**DIE AUFGABE:** Entnehmen Sie der folgenden Auflistung jede Zeile, in der das Wort „concrete“ vorkommt.

Einträge des Datensatzes
• • •
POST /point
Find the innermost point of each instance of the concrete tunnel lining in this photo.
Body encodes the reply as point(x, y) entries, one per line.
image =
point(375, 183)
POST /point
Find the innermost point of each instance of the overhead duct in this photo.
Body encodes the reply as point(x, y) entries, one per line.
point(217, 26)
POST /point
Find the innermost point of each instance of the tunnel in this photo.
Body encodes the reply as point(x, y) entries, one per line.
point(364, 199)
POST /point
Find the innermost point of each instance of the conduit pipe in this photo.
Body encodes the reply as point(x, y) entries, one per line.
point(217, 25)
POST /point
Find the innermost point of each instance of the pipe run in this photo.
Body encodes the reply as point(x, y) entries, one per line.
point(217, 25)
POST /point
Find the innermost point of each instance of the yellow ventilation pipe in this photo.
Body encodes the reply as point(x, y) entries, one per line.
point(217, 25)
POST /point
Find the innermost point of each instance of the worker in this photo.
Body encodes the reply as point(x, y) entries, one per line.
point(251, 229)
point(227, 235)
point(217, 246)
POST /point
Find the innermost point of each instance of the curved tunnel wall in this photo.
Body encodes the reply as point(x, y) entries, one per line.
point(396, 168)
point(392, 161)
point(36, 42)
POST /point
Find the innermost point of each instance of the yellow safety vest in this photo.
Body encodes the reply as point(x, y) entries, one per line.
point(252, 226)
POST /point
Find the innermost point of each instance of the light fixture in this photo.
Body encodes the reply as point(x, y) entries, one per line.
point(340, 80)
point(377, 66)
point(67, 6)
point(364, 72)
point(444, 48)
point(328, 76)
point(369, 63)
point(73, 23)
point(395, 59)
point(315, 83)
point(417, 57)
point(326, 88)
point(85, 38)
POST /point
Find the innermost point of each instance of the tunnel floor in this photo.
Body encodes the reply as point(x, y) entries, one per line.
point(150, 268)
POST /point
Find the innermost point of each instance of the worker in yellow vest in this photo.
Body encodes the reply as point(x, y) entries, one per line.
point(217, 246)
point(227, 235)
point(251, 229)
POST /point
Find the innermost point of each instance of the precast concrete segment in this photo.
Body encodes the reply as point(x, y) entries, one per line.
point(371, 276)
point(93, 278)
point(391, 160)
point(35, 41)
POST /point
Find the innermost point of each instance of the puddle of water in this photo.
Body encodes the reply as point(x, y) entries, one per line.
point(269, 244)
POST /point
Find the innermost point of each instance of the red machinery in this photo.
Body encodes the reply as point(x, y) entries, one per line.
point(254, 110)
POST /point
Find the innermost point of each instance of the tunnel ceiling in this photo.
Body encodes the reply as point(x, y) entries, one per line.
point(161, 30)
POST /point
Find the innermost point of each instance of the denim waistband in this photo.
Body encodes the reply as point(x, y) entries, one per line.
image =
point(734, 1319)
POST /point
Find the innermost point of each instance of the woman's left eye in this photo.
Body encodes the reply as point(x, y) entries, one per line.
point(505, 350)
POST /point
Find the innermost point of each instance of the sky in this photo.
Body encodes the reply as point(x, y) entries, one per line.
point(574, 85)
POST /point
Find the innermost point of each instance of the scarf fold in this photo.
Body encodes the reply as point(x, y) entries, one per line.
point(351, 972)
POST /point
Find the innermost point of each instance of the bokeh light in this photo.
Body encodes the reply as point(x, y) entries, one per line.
• • •
**LÖSUNG DER AUFGABE:**
Find the innermost point of each instance of the concrete tunnel lining in this photo.
Find the innermost point of each instance of the precast concrete segment in this photo.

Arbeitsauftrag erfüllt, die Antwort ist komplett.